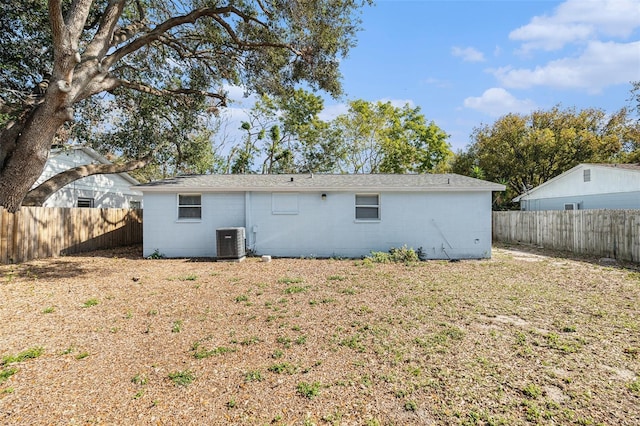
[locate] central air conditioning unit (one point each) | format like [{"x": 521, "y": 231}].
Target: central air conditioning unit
[{"x": 230, "y": 244}]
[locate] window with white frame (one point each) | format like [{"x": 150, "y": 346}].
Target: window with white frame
[
  {"x": 189, "y": 206},
  {"x": 85, "y": 202},
  {"x": 367, "y": 207}
]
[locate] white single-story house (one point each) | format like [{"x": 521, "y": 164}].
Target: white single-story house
[
  {"x": 104, "y": 191},
  {"x": 320, "y": 215},
  {"x": 587, "y": 186}
]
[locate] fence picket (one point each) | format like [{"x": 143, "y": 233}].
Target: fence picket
[
  {"x": 39, "y": 232},
  {"x": 607, "y": 233}
]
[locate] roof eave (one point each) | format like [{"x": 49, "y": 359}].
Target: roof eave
[{"x": 197, "y": 189}]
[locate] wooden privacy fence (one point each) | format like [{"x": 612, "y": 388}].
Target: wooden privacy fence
[
  {"x": 39, "y": 232},
  {"x": 602, "y": 233}
]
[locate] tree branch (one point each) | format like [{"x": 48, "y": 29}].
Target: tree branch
[
  {"x": 163, "y": 92},
  {"x": 191, "y": 18},
  {"x": 38, "y": 195},
  {"x": 100, "y": 43}
]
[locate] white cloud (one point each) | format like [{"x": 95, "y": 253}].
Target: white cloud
[
  {"x": 579, "y": 20},
  {"x": 498, "y": 101},
  {"x": 599, "y": 66},
  {"x": 468, "y": 54}
]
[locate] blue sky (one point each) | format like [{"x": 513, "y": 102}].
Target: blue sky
[{"x": 466, "y": 63}]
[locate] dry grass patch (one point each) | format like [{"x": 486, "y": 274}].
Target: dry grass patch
[{"x": 518, "y": 339}]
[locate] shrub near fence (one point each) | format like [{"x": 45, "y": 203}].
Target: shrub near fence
[
  {"x": 602, "y": 233},
  {"x": 39, "y": 232}
]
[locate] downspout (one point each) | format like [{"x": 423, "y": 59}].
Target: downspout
[
  {"x": 435, "y": 225},
  {"x": 250, "y": 230}
]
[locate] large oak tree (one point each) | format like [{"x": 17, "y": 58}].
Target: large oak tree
[{"x": 59, "y": 57}]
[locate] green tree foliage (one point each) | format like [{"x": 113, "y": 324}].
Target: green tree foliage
[
  {"x": 523, "y": 151},
  {"x": 382, "y": 138},
  {"x": 59, "y": 56},
  {"x": 287, "y": 134}
]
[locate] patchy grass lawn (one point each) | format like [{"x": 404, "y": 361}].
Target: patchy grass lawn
[{"x": 523, "y": 338}]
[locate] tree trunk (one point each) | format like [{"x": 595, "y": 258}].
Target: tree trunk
[
  {"x": 25, "y": 149},
  {"x": 40, "y": 194}
]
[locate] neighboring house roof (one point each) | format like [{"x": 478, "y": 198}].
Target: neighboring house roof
[
  {"x": 318, "y": 182},
  {"x": 94, "y": 157},
  {"x": 624, "y": 167}
]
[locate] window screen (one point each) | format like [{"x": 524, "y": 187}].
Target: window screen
[
  {"x": 367, "y": 207},
  {"x": 189, "y": 206},
  {"x": 85, "y": 202}
]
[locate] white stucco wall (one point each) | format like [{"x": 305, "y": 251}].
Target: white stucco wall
[
  {"x": 604, "y": 180},
  {"x": 173, "y": 237},
  {"x": 607, "y": 188},
  {"x": 108, "y": 191},
  {"x": 446, "y": 225}
]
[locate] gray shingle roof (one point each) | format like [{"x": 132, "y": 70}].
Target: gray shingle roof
[{"x": 320, "y": 182}]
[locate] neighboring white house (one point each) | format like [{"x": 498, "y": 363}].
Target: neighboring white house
[
  {"x": 448, "y": 215},
  {"x": 587, "y": 186},
  {"x": 107, "y": 190}
]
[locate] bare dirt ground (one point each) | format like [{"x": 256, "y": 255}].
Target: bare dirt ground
[{"x": 523, "y": 338}]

- WHAT YOU ARE ASKED TO DO
Your answer must be the line that contains "[locate] white stucco" and every line after it to the end of the records, reproduced exactly.

- ANSWER SECTION
[locate] white stucco wall (one point each) | format like [{"x": 305, "y": 251}].
Target: white stucco wall
[
  {"x": 604, "y": 180},
  {"x": 173, "y": 237},
  {"x": 607, "y": 188},
  {"x": 108, "y": 191},
  {"x": 446, "y": 225}
]
[locate] gray shingle roof (one point each) | format like [{"x": 132, "y": 70}].
Target: gray shingle roof
[{"x": 320, "y": 182}]
[locate] neighboring white house (one point each) | format like [{"x": 498, "y": 363}].
Target: neighboring white house
[
  {"x": 448, "y": 215},
  {"x": 587, "y": 186},
  {"x": 107, "y": 190}
]
[locate] bare dirt ground (one point each) | format like [{"x": 256, "y": 255}].
Target: bare dirt ground
[{"x": 523, "y": 338}]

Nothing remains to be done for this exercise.